(Dataset excerpt)

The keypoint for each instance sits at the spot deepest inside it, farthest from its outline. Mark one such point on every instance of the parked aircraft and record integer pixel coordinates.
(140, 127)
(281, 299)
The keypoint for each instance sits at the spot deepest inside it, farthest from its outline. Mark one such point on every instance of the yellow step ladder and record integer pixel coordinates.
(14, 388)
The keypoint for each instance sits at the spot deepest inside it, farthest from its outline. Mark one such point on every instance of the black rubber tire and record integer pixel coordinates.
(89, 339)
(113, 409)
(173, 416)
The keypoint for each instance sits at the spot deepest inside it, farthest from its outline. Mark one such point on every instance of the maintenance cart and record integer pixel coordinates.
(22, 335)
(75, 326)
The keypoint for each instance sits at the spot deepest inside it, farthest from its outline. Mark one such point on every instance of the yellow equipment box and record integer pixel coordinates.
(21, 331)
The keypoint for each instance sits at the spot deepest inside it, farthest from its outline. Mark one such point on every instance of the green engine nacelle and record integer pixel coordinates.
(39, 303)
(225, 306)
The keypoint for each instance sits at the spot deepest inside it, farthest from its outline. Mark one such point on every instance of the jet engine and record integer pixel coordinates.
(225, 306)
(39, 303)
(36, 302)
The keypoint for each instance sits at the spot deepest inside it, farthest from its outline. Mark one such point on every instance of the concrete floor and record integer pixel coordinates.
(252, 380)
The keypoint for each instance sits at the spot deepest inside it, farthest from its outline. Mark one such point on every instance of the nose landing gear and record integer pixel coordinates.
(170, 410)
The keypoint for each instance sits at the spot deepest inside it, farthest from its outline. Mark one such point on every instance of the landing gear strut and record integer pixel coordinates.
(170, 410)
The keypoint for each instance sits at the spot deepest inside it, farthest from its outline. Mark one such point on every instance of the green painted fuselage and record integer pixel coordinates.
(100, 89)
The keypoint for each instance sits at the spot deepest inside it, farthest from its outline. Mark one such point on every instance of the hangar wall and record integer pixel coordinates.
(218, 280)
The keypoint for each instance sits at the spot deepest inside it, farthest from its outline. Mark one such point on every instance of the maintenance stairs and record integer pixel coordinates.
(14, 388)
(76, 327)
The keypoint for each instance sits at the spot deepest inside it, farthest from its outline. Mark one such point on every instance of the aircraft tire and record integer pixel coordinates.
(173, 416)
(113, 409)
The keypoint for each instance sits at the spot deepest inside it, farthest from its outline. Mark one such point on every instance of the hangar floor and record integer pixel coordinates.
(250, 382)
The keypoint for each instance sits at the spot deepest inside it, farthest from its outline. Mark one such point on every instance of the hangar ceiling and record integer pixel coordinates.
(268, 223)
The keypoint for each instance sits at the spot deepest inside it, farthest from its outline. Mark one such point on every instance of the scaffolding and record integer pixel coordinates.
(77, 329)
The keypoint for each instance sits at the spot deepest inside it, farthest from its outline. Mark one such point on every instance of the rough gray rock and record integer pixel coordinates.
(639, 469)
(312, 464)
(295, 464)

**Your objective**
Can you turn each line of the material above into a JSON list of strings, one string per line, skipping any blank lines?

**Reply**
[
  "The keypoint for each instance sits at the spot deepest inside it, farthest from its outline. Mark one such point on every instance of the parked aircraft and record integer pixel coordinates.",
  "(140, 127)",
  "(281, 299)",
  "The keypoint for each instance sits at the spot deepest inside it, farthest from its outline. Mark one such point on every instance of the yellow step ladder and record integer pixel coordinates.",
  "(14, 388)",
  "The keypoint for each instance sits at the spot deepest inside it, farthest from its outline. Mark one such point on every instance of the black rubber tire and record integer pixel coordinates.",
  "(89, 339)",
  "(113, 409)",
  "(173, 416)",
  "The keypoint for each instance sits at the spot deepest inside it, farthest from its outline. Mark one such point on every instance of the maintenance cart and record integer pixel coordinates.",
  "(22, 335)",
  "(75, 326)",
  "The keypoint for each instance sits at the spot deepest inside it, farthest from its outline. Mark one such point on every instance of the yellow equipment box and record integer pixel coordinates.",
  "(21, 331)",
  "The keypoint for each instance sits at the spot deepest inside it, farthest from its outline. Mark one such point on every instance of the green engine nacelle and record integer pixel coordinates.",
  "(39, 303)",
  "(225, 306)",
  "The keypoint for each instance sits at the spot deepest inside it, farthest from its outline. Mark one such point on every instance of the jet engine and record integer pixel coordinates.",
  "(225, 306)",
  "(39, 303)",
  "(36, 302)",
  "The keypoint for each instance sits at the spot deepest inside it, farthest from its outline. Mark one such point on every instance of the concrete floor and record integer pixel coordinates.",
  "(252, 380)",
  "The keypoint for each instance sits at the spot deepest inside it, farthest from its outline. Mark one such point on every instance of the nose landing gear and record integer pixel coordinates.",
  "(170, 410)",
  "The keypoint for each instance sits at the spot deepest inside it, farthest from its outline. Mark one such point on every instance of the landing gear strut and record integer pixel coordinates.",
  "(170, 410)",
  "The keypoint for each instance sits at the spot deepest inside it, farthest from its outline. Mark one such point on every instance of the green painted fuselage and record integer pixel coordinates.",
  "(100, 89)",
  "The keypoint for each instance sits at the spot deepest inside it, farthest from its outline. Mark one such point on every instance of the hangar wall and record integer pixel coordinates.",
  "(218, 280)",
  "The keypoint for each instance sits at the spot deepest inside it, farthest from its outline. Mark one such point on every instance of the maintenance stairs and record integer pixel coordinates.",
  "(14, 388)",
  "(76, 327)",
  "The keypoint for each instance sits at the spot deepest inside it, farthest from its outline. Mark one such point on every instance of the aircraft tire and record integer pixel coordinates.",
  "(173, 416)",
  "(113, 409)",
  "The keypoint for each instance sits at the spot deepest inside it, farthest from its outline. Mark one such point on every instance of the hangar floor and record integer pixel coordinates.",
  "(250, 382)",
  "The keypoint for each instance sits at the spot deepest inside it, farthest from its outline. Mark one such point on every instance of the hangar ceiling and record integer pixel coordinates.",
  "(268, 223)",
  "The keypoint for each instance sits at the spot deepest inside it, farthest from its outline. Mark one such point on every instance of the scaffolding and record integer pixel coordinates.",
  "(77, 329)",
  "The keypoint for each instance sits at the spot deepest inside it, farthest from its outline. Mark one such point on every instance of the rough gray rock and record integer pixel coordinates.",
  "(639, 469)",
  "(312, 464)",
  "(295, 464)"
]